====== Information shown ======
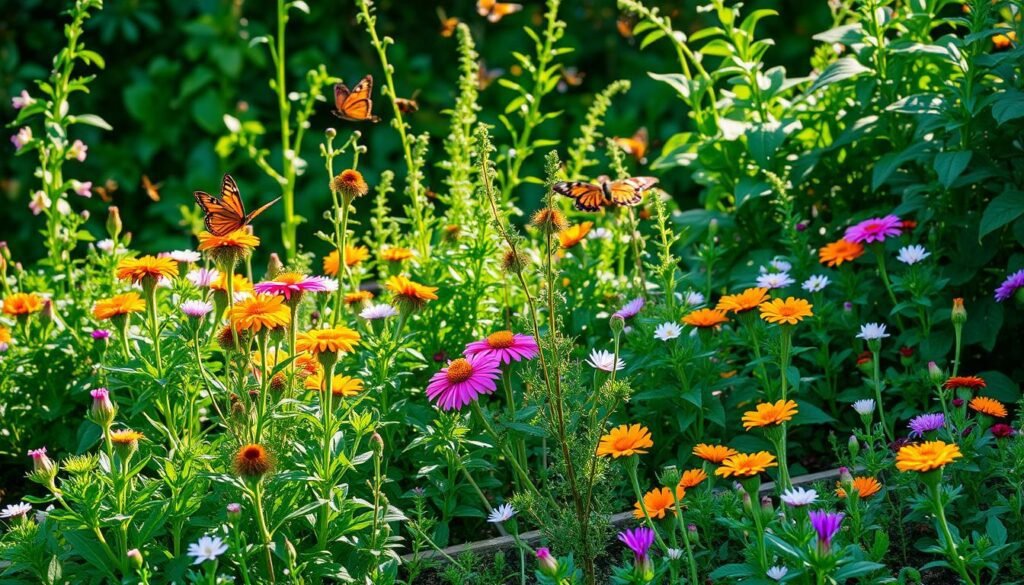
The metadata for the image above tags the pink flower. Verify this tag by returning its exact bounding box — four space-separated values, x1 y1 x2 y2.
466 331 540 364
253 273 338 300
843 214 903 244
427 353 501 410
======
Write out the full listing above word for word, leaving out the picture.

The metadata for the image above tags the pink flower. Verify this tag by returning its exact bounding box — four space-separated values, x1 y1 x2 y2.
466 331 540 364
253 273 338 300
843 214 903 244
427 353 501 410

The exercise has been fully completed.